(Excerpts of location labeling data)
****************

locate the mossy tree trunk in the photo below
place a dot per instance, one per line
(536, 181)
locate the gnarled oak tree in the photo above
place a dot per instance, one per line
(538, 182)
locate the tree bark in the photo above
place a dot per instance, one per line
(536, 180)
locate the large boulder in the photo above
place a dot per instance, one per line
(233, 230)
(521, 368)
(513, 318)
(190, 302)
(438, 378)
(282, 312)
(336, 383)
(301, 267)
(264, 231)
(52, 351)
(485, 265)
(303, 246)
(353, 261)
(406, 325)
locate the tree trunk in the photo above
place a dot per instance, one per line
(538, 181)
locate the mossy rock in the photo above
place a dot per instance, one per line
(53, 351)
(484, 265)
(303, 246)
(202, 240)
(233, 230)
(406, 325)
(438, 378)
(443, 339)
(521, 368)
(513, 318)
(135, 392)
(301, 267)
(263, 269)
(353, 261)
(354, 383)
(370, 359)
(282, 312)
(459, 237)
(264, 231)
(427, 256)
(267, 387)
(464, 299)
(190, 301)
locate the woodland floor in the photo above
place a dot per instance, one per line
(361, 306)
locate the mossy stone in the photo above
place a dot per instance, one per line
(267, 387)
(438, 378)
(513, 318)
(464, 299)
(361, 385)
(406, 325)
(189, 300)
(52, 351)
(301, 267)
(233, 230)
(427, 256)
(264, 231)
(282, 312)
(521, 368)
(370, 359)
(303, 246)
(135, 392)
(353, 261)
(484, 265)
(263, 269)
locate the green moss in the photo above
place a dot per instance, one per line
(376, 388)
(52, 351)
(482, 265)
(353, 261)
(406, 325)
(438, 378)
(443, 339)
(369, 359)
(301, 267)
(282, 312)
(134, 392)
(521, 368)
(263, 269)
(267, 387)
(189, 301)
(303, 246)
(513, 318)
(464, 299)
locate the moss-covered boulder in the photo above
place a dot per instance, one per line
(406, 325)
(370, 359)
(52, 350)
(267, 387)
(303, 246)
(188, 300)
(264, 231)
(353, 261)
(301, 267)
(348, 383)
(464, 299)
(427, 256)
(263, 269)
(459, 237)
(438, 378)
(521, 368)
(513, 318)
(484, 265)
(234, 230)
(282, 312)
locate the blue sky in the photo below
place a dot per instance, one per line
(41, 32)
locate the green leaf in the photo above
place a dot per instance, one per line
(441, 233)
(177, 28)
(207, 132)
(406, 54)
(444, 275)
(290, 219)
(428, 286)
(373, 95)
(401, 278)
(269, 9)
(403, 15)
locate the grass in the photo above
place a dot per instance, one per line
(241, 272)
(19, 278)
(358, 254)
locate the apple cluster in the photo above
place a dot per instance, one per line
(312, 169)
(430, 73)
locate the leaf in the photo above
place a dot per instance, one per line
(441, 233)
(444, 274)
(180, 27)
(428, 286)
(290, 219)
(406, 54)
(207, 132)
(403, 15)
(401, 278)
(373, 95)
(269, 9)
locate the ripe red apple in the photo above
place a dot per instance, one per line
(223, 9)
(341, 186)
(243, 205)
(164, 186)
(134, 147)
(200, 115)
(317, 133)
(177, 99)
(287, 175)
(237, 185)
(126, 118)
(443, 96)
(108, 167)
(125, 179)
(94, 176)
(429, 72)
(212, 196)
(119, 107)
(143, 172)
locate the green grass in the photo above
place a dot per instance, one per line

****************

Directive:
From the records above, extract every entry exactly as given.

Result of this exercise:
locate the mossy tree trunk in the photo below
place a dot per instance, one per line
(536, 181)
locate the gnarled oak tree in the photo above
place a dot per instance, one per line
(538, 182)
locate the tree bark in the photo above
place a dot per instance, one per line
(536, 180)
locate the large boulder in the photo above
place a dot per instance, one per line
(233, 230)
(521, 368)
(513, 318)
(190, 302)
(438, 378)
(282, 312)
(336, 383)
(301, 267)
(264, 231)
(52, 351)
(485, 265)
(303, 246)
(353, 261)
(406, 325)
locate the tree trunk in the photo above
place a dot per instance, one per line
(538, 181)
locate the mossy rock in the photo above
place a dot per instance, one per line
(53, 351)
(484, 265)
(303, 246)
(202, 240)
(233, 230)
(406, 325)
(438, 378)
(443, 339)
(521, 368)
(513, 318)
(135, 392)
(301, 267)
(263, 269)
(353, 261)
(354, 383)
(370, 359)
(282, 312)
(459, 237)
(264, 231)
(427, 256)
(267, 387)
(464, 299)
(190, 301)
locate the woodland floor in the photo above
place a dot per instance, one per line
(361, 306)
locate the mossy stone in the photo above
place a dot per instance, one per line
(267, 387)
(438, 378)
(513, 318)
(464, 299)
(361, 385)
(406, 325)
(189, 300)
(52, 351)
(301, 267)
(233, 230)
(427, 256)
(264, 231)
(282, 312)
(521, 368)
(370, 359)
(303, 246)
(135, 392)
(353, 261)
(484, 265)
(263, 269)
locate the green moss in the photo above
place a dot per instance, one per line
(376, 388)
(52, 351)
(482, 265)
(353, 261)
(406, 325)
(438, 378)
(443, 339)
(369, 359)
(301, 267)
(282, 312)
(134, 392)
(521, 368)
(263, 269)
(267, 387)
(189, 301)
(303, 246)
(513, 318)
(464, 299)
locate the moss-covered boulder in the photo above
place a dot per instance, one per line
(406, 325)
(370, 359)
(52, 350)
(267, 387)
(303, 246)
(188, 300)
(264, 231)
(353, 261)
(301, 267)
(348, 383)
(464, 299)
(427, 256)
(263, 269)
(459, 237)
(438, 378)
(521, 368)
(513, 318)
(484, 265)
(234, 230)
(282, 312)
locate the blue sky in the photo below
place a dot per instance, one per line
(41, 32)
locate the green leaf in the photo above
place a dot per instance, one per line
(441, 233)
(177, 28)
(207, 132)
(406, 54)
(444, 275)
(290, 219)
(428, 286)
(373, 95)
(401, 278)
(269, 9)
(403, 15)
locate the grass in the photo above
place a dot per instance, one per line
(241, 272)
(19, 278)
(358, 254)
locate the apple cluster in the photo above
place a dot per instance, one per line
(312, 169)
(430, 73)
locate the leaf in the photo above
place a dot per instance, one per line
(441, 233)
(444, 274)
(180, 27)
(428, 286)
(290, 219)
(406, 54)
(207, 132)
(403, 15)
(401, 278)
(373, 95)
(269, 9)
locate the ripe red apple in the photo above
place a dot per instance, one per line
(223, 9)
(341, 186)
(243, 205)
(164, 186)
(134, 147)
(200, 115)
(317, 133)
(177, 99)
(287, 175)
(237, 185)
(126, 118)
(443, 96)
(108, 167)
(125, 179)
(94, 176)
(429, 72)
(212, 196)
(119, 107)
(143, 172)
locate the green grass in the photo above
place a dot per instance, one per line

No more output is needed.